BEGIN Records for this exercise

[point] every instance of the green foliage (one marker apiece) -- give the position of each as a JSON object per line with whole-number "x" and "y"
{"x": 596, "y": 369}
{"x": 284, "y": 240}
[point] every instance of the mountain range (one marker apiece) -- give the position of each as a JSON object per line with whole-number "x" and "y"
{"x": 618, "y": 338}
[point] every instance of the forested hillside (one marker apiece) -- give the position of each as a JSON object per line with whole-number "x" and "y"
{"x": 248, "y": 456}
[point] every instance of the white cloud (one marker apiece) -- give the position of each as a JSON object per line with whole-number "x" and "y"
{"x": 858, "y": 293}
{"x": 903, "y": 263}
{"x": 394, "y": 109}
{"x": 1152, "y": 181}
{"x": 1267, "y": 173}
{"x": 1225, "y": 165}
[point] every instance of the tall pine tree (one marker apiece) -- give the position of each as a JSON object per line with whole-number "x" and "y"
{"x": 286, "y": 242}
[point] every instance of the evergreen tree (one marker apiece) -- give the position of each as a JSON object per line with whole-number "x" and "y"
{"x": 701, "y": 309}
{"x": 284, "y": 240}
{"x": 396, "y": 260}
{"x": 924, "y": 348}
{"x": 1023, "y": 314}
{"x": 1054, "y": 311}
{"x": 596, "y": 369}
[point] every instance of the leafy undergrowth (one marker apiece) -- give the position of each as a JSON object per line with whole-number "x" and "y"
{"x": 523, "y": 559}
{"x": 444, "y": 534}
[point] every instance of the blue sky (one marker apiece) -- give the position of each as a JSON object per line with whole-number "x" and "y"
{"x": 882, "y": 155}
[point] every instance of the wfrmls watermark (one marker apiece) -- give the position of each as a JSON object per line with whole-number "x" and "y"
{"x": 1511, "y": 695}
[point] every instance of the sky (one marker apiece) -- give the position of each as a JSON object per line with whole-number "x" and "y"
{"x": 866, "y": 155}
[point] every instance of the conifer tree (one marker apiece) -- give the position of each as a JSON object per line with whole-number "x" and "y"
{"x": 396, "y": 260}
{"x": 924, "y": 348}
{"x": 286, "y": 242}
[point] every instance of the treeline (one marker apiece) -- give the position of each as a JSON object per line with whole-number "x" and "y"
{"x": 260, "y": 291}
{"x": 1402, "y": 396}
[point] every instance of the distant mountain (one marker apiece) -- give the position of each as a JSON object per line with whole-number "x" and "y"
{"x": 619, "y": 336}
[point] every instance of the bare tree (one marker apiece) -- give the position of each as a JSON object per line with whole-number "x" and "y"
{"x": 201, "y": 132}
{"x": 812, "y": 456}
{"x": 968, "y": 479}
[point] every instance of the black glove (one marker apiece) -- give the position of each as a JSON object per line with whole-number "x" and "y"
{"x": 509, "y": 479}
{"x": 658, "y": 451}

END Records for this exercise

Problem to work on:
All of the data must be set down again exactly.

Task response:
[point] every instance of the green foliage (one marker apiece) -- give the position of each as a JSON object per line with whole-number "x" and "y"
{"x": 596, "y": 369}
{"x": 284, "y": 240}
[point] every instance of the mountain range (one marker apiece) -- give the position of each as a JSON object per line with whole-number "x" and "y"
{"x": 618, "y": 338}
[point] every instance of the forested hillside (one marker apiece) -- give the position of each as a JSON object per line with whole-number "x" and "y"
{"x": 248, "y": 456}
[point] every instance of the white cloud (one marker apiece) -- give the position of each as a JSON object per line with whole-number "x" and "y"
{"x": 858, "y": 293}
{"x": 903, "y": 263}
{"x": 394, "y": 109}
{"x": 1152, "y": 181}
{"x": 1267, "y": 173}
{"x": 1225, "y": 165}
[point] every instance of the tall pine tree (one marker apiece) -- give the position of each as a JSON object per line with whole-number "x" and "y"
{"x": 286, "y": 242}
[point] every instance of the evergreen tree (one marker apiece) -- give the position of each as a JSON object per line with whole-number "x" and "y"
{"x": 701, "y": 309}
{"x": 284, "y": 240}
{"x": 396, "y": 260}
{"x": 924, "y": 348}
{"x": 1023, "y": 314}
{"x": 1054, "y": 311}
{"x": 596, "y": 369}
[point] every instance of the leafy undergrowth (one marker apiece) -- give the position of each as a JSON object per line with whole-number "x" and "y"
{"x": 523, "y": 559}
{"x": 444, "y": 534}
[point] every instance of the blue sky (one marker apiece) -- give the position of each as a JSON object per line with whole-number "x" and "y"
{"x": 882, "y": 155}
[point] every instance of the wfrmls watermark (one marker apiece) -- give the position of each as a JSON object per line with whole-number "x" and "y"
{"x": 1511, "y": 695}
[point] every instance of the sky (one marker apiece) -- give the position of each as a JSON object per line with whole-number "x" and "y"
{"x": 866, "y": 155}
[point] every instance of the conifer tree (one marker apiece) -- give the position of each as a JSON object per line with whole-number "x" and "y"
{"x": 396, "y": 260}
{"x": 924, "y": 348}
{"x": 286, "y": 242}
[point] every instance of the treeline (one marker apiece) -- give the position of each as a JSON object per line with whole-number "x" and "y"
{"x": 260, "y": 291}
{"x": 1402, "y": 396}
[point] every instance of the distant mountain (one marker apiece) -- give the position of each as a JSON object per line with whole-number "x" and "y"
{"x": 619, "y": 336}
[point] every instance of the bare tree (one marker apiece) -- give the position of each as a JSON object per line with whole-number "x" and "y"
{"x": 201, "y": 132}
{"x": 812, "y": 456}
{"x": 968, "y": 479}
[point] every instance of the black glove (one marker apiece) -- give the position of each as a JSON object per line with whole-number "x" and "y"
{"x": 509, "y": 479}
{"x": 658, "y": 451}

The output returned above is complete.